#### Required action:
In how many lines of the listing below does "tree" appear? Give only the figure.

#### Records to use:
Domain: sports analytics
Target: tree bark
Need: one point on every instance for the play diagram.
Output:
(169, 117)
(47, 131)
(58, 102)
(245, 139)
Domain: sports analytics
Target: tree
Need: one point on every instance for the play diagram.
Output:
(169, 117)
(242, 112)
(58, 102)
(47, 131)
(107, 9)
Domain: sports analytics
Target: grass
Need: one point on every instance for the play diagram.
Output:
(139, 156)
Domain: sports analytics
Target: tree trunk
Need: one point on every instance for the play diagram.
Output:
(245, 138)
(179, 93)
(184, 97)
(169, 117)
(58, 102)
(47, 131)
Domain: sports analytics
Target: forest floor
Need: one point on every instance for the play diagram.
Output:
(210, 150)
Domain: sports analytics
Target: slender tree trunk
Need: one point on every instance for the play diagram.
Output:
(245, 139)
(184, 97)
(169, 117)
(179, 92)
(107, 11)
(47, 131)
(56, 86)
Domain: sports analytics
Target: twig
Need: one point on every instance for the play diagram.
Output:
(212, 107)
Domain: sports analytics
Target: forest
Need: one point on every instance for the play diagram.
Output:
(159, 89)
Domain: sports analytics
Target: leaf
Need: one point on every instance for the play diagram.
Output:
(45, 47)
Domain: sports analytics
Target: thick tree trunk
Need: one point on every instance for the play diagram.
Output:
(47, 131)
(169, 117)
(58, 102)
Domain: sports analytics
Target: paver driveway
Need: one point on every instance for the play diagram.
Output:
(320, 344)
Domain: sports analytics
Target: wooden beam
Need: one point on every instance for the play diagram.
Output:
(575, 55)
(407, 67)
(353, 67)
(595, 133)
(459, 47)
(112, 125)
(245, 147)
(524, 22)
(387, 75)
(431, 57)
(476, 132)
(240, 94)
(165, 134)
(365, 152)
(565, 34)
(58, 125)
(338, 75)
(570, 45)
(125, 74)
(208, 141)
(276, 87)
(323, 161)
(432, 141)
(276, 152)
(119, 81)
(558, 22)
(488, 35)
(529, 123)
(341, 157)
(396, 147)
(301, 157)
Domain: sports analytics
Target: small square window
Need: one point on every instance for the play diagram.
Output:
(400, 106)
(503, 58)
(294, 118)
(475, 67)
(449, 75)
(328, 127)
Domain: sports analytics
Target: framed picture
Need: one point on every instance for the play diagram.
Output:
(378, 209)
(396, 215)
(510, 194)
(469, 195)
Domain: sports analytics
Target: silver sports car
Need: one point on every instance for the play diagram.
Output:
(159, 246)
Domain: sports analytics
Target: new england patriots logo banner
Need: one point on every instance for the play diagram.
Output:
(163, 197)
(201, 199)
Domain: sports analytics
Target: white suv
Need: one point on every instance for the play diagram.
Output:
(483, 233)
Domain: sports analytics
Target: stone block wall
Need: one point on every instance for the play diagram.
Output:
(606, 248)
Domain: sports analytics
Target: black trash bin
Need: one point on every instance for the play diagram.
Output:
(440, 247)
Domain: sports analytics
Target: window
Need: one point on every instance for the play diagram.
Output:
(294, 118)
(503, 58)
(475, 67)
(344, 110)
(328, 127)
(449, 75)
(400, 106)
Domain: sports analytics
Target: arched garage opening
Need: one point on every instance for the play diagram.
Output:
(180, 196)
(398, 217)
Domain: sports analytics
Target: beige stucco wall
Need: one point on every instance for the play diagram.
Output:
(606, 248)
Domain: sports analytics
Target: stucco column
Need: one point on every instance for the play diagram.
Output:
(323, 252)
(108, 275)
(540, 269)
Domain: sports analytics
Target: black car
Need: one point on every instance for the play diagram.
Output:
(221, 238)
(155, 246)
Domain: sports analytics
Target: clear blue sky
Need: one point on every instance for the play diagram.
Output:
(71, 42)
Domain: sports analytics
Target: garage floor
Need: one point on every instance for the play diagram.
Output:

#### Answer section:
5